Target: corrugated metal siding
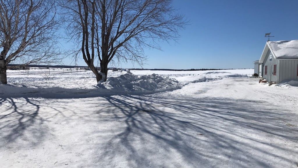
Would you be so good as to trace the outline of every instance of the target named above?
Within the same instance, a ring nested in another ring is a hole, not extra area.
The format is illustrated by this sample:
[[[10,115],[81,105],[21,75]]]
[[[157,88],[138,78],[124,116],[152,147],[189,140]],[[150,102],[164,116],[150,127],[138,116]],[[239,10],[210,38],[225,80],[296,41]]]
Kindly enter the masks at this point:
[[[297,68],[298,60],[280,60],[280,80],[279,83],[284,80],[294,79],[298,80]]]
[[[265,59],[264,60],[263,65],[263,77],[266,79],[268,82],[274,82],[278,83],[278,79],[279,75],[279,61],[274,57],[274,56],[272,55],[272,60],[270,61],[269,60],[269,55],[271,53],[270,50],[268,51],[268,52],[266,55]],[[273,68],[274,65],[276,65],[276,75],[273,75]],[[267,69],[267,74],[265,74],[265,66],[268,66]]]
[[[259,63],[254,64],[254,74],[259,74]]]

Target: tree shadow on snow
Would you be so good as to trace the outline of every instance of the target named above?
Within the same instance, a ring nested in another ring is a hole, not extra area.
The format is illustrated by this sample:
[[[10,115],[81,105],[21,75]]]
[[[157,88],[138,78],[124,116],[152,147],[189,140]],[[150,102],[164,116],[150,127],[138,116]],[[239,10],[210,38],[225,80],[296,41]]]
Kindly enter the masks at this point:
[[[109,112],[98,113],[115,129],[95,155],[99,162],[108,162],[106,166],[269,167],[298,161],[287,156],[298,154],[297,149],[278,141],[297,142],[297,128],[283,121],[291,114],[274,107],[262,109],[263,102],[146,95],[105,98],[112,105]]]
[[[0,98],[0,109],[4,110],[0,112],[0,149],[11,144],[19,146],[17,148],[27,145],[33,147],[43,141],[44,135],[49,131],[46,123],[48,120],[63,114],[55,102],[45,105],[42,101],[28,98]],[[54,112],[41,117],[41,106]]]

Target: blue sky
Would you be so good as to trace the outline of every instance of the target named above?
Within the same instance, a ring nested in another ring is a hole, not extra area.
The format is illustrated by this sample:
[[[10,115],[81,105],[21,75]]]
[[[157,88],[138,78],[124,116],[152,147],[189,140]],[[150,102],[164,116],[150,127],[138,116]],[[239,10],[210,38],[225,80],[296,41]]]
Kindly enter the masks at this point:
[[[298,39],[297,0],[174,0],[173,5],[190,24],[180,31],[179,43],[161,43],[162,51],[146,50],[144,68],[252,68],[268,39],[265,33],[275,36],[271,41]],[[116,66],[140,68],[130,62]]]

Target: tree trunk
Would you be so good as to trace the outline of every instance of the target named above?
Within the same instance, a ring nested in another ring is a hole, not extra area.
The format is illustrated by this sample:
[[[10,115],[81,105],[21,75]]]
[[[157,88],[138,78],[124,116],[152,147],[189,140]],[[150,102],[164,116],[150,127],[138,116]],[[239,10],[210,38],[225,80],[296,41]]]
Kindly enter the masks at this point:
[[[7,84],[7,67],[5,65],[5,62],[4,60],[0,60],[0,81],[2,84]]]
[[[105,74],[105,79],[103,79],[103,81],[105,82],[107,81],[107,76],[108,75],[108,63],[103,62],[102,61],[100,62],[100,72]]]

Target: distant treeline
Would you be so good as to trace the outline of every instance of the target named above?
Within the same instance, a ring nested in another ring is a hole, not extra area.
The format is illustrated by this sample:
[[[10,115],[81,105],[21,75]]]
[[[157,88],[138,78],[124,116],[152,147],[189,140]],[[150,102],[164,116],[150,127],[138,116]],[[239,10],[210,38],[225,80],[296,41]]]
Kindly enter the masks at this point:
[[[151,71],[207,71],[209,70],[222,70],[223,69],[141,69],[139,68],[130,68],[131,70],[150,70]]]
[[[26,69],[27,67],[41,68],[89,68],[89,67],[86,66],[79,66],[74,65],[20,65],[19,64],[8,64],[7,68],[10,67],[18,67],[20,69]],[[100,69],[100,67],[96,67],[97,68]],[[110,70],[117,69],[120,70],[122,68],[109,68]],[[243,68],[245,69],[246,68]],[[226,69],[143,69],[141,68],[128,68],[130,70],[150,70],[151,71],[209,71],[211,70],[224,70]]]

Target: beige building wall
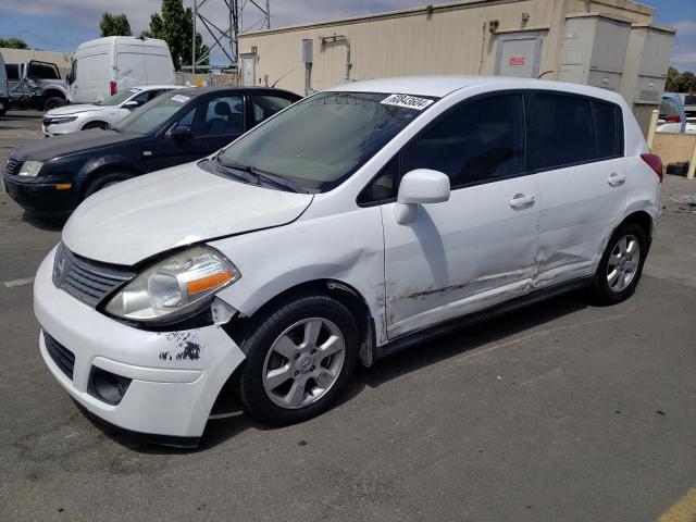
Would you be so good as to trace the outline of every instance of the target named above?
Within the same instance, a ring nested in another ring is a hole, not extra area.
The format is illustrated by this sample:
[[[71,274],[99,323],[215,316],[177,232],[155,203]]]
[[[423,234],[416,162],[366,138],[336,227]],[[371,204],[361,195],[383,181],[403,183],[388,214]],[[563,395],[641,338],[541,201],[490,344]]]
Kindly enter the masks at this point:
[[[462,0],[449,4],[282,27],[239,36],[239,55],[256,57],[256,85],[304,92],[302,39],[313,41],[311,87],[321,90],[346,77],[345,42],[350,41],[351,79],[412,74],[494,74],[497,41],[512,32],[540,30],[545,40],[540,72],[558,69],[566,15],[572,12],[620,14],[632,22],[651,20],[652,9],[629,0]],[[496,34],[488,21],[498,20]],[[243,63],[243,60],[240,60]]]
[[[72,52],[54,52],[54,51],[37,51],[34,49],[8,49],[0,47],[0,53],[4,63],[25,63],[32,60],[54,63],[61,73],[61,77],[65,79],[65,75],[70,71],[73,63]]]

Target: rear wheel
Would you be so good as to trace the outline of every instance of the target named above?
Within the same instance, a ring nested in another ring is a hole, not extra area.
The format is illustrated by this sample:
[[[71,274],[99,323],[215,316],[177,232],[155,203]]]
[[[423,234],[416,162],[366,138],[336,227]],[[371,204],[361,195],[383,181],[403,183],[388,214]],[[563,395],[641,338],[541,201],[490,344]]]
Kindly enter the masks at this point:
[[[633,295],[647,256],[645,232],[635,223],[623,223],[611,235],[601,257],[593,293],[604,304],[621,302]]]
[[[58,96],[52,96],[46,100],[44,103],[44,110],[50,111],[51,109],[58,109],[59,107],[63,107],[66,103],[64,98],[59,98]]]
[[[247,331],[239,396],[266,423],[300,422],[328,409],[358,360],[356,320],[328,296],[286,301]]]

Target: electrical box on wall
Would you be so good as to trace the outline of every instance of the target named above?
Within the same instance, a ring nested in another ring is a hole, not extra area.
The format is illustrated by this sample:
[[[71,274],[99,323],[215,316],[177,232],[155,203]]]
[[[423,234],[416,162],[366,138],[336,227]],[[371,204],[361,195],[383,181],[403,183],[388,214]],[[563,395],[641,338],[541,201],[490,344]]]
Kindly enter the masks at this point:
[[[566,18],[558,79],[619,91],[631,22],[597,13]]]

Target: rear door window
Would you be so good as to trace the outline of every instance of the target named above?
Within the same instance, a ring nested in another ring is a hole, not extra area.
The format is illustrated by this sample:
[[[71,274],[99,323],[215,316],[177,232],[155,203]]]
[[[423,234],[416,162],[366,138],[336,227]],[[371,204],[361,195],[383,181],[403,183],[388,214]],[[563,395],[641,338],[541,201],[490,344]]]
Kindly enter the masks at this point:
[[[405,172],[444,172],[452,188],[522,173],[522,95],[492,96],[450,109],[407,147],[405,159]]]
[[[591,101],[561,94],[534,95],[527,141],[530,170],[556,169],[597,159]]]
[[[597,158],[616,158],[623,154],[623,119],[621,109],[612,103],[592,102],[597,128]]]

━━━━

- [Your goal]: Please quote, word for word, the part of the listing above that opens with the line containing "Target: electrical box on wall" and runs through the end of the listing, with both that line and the final line included.

- [Task output]:
Target: electrical box on wall
Would you be so good as to trace the outline of every instance of the target named above?
Within the same instance, a ring nested in another ring is a hole, not extra area.
The format is illustrated by this sample:
[[[71,274],[99,323],[215,316],[177,232],[155,203]]]
[[[423,234],[416,162],[366,138],[336,227]],[[371,204],[361,195],[383,181],[403,183],[388,214]],[[563,395],[641,338],[541,201],[490,344]]]
Kindly enter the masks at this point:
[[[566,18],[558,79],[619,91],[631,22],[597,13]]]

Target: rear door window
Would you be so good as to trace the outline of every instance of the target named above?
Within the same instance, a ring nested in another ring is a hole, not extra area.
The format is illustrated by this sample:
[[[71,274],[99,323],[215,316],[177,232],[155,203]]]
[[[423,234],[416,162],[366,138],[336,227]],[[371,204],[361,195],[383,181],[403,183],[388,214]],[[563,395],[641,338],[541,201],[490,344]]]
Kindly enter the masks at this point:
[[[405,172],[444,172],[452,188],[522,173],[522,95],[492,96],[450,109],[407,147],[405,159]]]
[[[591,101],[561,94],[534,95],[527,141],[530,170],[556,169],[597,159]]]
[[[597,158],[616,158],[623,154],[623,119],[621,109],[612,103],[592,102],[597,128]]]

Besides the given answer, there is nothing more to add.